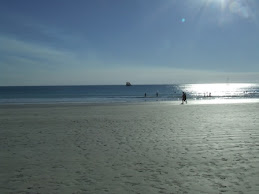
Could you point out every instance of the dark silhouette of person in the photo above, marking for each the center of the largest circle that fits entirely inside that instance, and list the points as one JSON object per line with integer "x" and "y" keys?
{"x": 184, "y": 99}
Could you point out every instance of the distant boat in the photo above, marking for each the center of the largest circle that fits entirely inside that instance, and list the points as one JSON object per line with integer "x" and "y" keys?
{"x": 128, "y": 84}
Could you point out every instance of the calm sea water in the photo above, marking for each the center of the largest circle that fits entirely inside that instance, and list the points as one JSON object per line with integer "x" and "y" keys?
{"x": 117, "y": 93}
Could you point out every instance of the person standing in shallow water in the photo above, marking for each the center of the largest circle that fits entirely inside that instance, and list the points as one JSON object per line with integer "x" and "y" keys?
{"x": 184, "y": 99}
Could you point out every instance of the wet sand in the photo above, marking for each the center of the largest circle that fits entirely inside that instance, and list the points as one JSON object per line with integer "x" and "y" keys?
{"x": 129, "y": 148}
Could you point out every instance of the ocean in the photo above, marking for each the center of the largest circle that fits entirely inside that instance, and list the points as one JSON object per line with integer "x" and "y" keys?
{"x": 122, "y": 93}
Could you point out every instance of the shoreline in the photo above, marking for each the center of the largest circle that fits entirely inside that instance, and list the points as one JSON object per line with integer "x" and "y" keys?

EXERCISE DETAILS: The entire listing is to be printed exactly, with each picture omitted.

WRITTEN RESPONSE:
Could you point out every instance of the dark silhouette of person in the photo above, marking for each the center of the largest circle that fits entirely inside that instance, and list the points as one JSON object per line with integer "x" and "y" keys?
{"x": 184, "y": 99}
Could you point out every instance of the distant boat in the photo above, marking for each the center of the largest circle that fits entirely inside that instance, and list the points as one JSON object per line with integer "x" and "y" keys?
{"x": 128, "y": 84}
Could you point out every instance of the calm sea water in the photo above, marking for each the center of the largest circle that fits entirely inside that instance, and list the points as one JSON object per line with integer "x" and "y" keys?
{"x": 117, "y": 93}
Could you point out every instance of the person standing in shallow water in the photo above, marking for each the center of the largest circle that fits entirely inside that instance, and list the points as one JSON object per line with integer "x" and "y" keys?
{"x": 184, "y": 99}
Could you point out every instance of the wet sand in the photo above, marking for each the center of the largest circle that fits entirely inside that instance, and list the points as one JSON object per line with integer "x" and "y" keys?
{"x": 129, "y": 148}
Could you point out every instance of the ocean in the photo above, marking for each the center of the largest circle that fits entirely inside that instance, and list the points as one JSON object per line with integer "x" and "y" keys?
{"x": 122, "y": 93}
Could you point out every instance of the shoreline in the photo above, marking for each the center of the largest circle that fits entirely inside that instance, and list the points as one JSON object per line with integer "x" and "y" keys?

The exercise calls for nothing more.